■ What is needed
Restate word for word the lines from the one containing "Flag each quarter" through the end of the listing below, with both ends included.

■ Recorded information
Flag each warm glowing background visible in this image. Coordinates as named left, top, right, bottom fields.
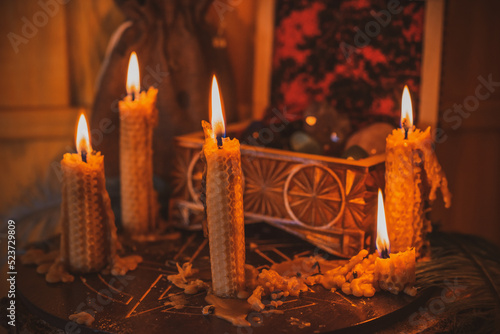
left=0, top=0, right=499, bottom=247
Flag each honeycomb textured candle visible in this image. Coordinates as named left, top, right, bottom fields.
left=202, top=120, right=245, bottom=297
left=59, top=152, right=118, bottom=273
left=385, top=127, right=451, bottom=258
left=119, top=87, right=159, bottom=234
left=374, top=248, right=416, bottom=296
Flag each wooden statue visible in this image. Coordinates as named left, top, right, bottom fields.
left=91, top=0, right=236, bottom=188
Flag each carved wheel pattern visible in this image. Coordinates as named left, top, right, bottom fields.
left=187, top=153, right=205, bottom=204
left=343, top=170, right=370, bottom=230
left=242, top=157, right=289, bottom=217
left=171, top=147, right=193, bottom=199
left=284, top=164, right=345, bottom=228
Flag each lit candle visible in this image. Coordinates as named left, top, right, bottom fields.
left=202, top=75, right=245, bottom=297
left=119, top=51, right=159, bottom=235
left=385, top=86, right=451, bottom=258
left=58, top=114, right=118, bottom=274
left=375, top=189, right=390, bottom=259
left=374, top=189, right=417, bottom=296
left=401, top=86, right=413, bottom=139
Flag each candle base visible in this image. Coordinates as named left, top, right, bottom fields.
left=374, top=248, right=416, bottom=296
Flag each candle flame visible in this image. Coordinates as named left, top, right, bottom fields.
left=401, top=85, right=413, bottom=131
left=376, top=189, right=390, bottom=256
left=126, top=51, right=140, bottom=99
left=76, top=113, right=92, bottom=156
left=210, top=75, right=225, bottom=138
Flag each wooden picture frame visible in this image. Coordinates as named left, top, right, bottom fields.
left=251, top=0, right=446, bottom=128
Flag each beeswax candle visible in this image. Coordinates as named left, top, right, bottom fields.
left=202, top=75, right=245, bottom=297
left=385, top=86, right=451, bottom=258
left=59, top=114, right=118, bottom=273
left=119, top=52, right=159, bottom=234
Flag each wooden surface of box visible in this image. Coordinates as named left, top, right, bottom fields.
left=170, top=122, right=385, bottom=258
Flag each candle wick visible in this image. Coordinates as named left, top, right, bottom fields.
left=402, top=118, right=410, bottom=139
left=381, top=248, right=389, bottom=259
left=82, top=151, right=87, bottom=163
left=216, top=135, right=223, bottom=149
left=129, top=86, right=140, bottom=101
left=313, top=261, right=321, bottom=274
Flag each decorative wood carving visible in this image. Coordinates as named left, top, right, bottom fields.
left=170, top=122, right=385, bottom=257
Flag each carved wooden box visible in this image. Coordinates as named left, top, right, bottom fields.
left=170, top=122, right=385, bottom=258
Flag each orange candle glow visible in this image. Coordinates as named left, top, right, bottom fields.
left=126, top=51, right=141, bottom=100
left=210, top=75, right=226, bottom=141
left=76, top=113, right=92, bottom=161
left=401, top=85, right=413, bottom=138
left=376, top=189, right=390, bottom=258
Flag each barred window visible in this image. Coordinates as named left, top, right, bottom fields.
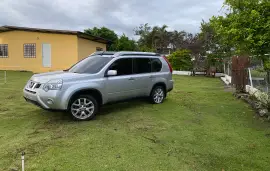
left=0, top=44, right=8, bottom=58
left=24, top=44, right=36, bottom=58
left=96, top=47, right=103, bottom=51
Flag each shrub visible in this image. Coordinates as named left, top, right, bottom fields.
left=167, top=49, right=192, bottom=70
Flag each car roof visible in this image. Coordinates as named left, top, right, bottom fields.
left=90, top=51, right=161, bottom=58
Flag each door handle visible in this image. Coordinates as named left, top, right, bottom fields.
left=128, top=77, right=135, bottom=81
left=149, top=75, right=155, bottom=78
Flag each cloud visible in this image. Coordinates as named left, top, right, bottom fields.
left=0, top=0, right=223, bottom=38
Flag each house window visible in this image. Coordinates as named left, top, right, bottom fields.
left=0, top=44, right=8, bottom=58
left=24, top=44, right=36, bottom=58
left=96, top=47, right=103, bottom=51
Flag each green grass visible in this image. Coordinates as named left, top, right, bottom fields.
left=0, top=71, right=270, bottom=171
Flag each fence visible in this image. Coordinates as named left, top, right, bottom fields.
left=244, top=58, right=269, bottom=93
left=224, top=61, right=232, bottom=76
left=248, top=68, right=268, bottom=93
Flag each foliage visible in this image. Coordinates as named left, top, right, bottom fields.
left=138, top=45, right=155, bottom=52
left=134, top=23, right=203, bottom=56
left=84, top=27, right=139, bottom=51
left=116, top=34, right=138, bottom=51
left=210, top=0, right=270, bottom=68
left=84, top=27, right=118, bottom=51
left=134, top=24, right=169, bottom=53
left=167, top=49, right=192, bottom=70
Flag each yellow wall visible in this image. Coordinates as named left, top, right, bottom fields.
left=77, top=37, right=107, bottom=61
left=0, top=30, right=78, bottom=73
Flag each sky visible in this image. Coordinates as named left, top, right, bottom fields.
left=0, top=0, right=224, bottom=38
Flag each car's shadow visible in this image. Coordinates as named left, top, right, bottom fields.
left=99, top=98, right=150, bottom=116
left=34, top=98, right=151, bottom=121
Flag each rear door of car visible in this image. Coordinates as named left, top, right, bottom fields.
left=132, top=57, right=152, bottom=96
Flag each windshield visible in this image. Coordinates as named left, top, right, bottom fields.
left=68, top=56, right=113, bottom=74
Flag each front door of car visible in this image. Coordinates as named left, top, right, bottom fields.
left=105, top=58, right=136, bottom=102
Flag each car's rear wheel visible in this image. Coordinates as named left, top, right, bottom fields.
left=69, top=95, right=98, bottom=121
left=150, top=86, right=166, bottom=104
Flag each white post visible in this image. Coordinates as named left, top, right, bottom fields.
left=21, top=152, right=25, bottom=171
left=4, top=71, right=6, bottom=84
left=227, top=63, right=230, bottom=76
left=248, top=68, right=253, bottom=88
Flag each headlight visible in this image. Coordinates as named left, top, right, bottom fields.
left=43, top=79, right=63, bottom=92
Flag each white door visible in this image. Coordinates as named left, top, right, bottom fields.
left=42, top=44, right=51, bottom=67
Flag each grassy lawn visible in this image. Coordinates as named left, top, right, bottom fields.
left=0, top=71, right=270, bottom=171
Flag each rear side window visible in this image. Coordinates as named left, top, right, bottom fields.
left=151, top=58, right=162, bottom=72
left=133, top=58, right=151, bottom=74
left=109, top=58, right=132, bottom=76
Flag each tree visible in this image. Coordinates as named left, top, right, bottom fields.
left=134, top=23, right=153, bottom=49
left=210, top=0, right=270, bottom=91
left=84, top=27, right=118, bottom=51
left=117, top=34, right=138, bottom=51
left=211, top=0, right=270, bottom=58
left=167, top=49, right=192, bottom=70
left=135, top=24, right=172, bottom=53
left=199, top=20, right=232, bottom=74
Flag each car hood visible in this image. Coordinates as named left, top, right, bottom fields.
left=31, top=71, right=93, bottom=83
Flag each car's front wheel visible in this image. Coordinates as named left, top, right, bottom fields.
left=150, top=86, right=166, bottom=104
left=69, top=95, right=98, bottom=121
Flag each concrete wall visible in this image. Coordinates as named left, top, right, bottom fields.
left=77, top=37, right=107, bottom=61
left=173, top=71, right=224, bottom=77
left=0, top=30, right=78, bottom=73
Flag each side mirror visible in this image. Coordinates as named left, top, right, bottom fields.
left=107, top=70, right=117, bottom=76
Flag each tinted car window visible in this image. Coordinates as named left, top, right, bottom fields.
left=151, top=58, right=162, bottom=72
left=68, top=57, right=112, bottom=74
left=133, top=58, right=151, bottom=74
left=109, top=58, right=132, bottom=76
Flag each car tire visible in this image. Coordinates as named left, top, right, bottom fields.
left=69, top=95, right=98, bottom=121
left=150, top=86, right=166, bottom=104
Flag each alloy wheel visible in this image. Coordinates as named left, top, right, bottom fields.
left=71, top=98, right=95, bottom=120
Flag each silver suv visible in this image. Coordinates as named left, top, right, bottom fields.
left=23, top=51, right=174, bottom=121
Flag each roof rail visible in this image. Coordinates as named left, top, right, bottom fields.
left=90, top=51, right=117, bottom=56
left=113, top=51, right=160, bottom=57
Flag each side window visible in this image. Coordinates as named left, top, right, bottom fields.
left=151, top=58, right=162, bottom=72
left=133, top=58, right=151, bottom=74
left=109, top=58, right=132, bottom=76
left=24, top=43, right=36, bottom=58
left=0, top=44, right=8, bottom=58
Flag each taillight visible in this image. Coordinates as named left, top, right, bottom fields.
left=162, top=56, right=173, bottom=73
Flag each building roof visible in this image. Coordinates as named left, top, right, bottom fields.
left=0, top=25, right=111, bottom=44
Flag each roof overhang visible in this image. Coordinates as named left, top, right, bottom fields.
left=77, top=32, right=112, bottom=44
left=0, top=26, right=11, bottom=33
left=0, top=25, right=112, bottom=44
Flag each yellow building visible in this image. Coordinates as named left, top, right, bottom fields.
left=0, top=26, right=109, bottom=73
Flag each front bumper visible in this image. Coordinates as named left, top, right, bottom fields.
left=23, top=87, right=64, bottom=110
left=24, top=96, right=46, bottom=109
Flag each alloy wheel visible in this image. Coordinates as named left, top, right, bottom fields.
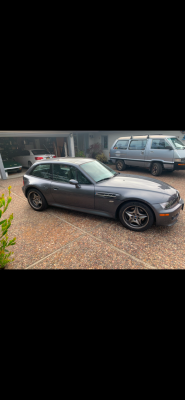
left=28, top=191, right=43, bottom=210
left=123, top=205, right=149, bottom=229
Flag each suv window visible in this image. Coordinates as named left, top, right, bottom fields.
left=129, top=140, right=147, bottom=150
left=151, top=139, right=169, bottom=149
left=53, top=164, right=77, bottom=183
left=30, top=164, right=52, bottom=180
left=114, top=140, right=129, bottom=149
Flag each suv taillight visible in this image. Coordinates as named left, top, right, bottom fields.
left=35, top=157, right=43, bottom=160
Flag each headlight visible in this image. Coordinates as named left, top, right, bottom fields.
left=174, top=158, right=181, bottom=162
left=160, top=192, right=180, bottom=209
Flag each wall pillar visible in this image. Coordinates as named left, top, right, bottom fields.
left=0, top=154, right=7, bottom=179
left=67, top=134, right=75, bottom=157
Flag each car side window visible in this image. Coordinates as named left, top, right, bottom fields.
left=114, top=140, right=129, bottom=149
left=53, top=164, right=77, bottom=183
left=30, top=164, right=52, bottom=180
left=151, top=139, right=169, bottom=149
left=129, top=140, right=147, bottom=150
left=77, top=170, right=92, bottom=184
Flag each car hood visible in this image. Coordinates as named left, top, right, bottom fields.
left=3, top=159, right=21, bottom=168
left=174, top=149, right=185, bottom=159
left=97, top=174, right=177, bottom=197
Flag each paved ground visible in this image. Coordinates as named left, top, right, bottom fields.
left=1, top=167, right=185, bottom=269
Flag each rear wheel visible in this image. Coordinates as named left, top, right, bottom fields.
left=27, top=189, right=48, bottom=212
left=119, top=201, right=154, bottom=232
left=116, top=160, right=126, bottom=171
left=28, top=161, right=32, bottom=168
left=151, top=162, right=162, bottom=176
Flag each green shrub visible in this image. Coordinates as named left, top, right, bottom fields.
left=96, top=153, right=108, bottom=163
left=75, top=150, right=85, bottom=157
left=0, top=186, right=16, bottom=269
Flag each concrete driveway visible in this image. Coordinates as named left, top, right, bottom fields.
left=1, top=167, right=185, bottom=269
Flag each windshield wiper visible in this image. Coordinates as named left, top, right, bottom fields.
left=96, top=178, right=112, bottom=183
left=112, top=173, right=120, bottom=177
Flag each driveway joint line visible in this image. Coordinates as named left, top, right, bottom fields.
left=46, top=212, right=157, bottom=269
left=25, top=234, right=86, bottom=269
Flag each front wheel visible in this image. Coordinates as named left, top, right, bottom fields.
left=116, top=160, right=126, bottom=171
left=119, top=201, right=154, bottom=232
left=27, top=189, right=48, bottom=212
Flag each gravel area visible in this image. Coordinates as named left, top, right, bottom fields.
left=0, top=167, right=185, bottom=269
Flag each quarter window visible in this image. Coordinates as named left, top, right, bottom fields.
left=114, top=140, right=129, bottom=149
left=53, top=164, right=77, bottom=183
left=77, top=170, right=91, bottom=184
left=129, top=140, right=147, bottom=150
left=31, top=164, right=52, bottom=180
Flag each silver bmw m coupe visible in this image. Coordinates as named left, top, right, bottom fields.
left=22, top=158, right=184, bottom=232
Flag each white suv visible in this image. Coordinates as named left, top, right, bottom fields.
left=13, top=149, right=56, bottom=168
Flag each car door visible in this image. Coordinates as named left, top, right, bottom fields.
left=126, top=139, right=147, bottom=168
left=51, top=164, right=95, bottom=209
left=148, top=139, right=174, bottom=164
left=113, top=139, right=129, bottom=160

■ Response area
Flag each quarter window visible in this image. Coordinates as named left, top, right, bottom fields.
left=114, top=140, right=129, bottom=149
left=53, top=164, right=77, bottom=183
left=77, top=170, right=91, bottom=184
left=129, top=140, right=147, bottom=150
left=31, top=164, right=52, bottom=180
Flag each silver bmw m coupe visible in this image. Coordinates as named left, top, right, bottom fields.
left=22, top=158, right=184, bottom=232
Flag each white suv visible in this image. Coordinates as named left, top, right, bottom fields.
left=13, top=149, right=56, bottom=168
Flag each car door visible in this image. Coordinates as named left, top, right, bottom fields.
left=126, top=139, right=147, bottom=168
left=51, top=164, right=95, bottom=209
left=148, top=139, right=174, bottom=164
left=113, top=139, right=129, bottom=160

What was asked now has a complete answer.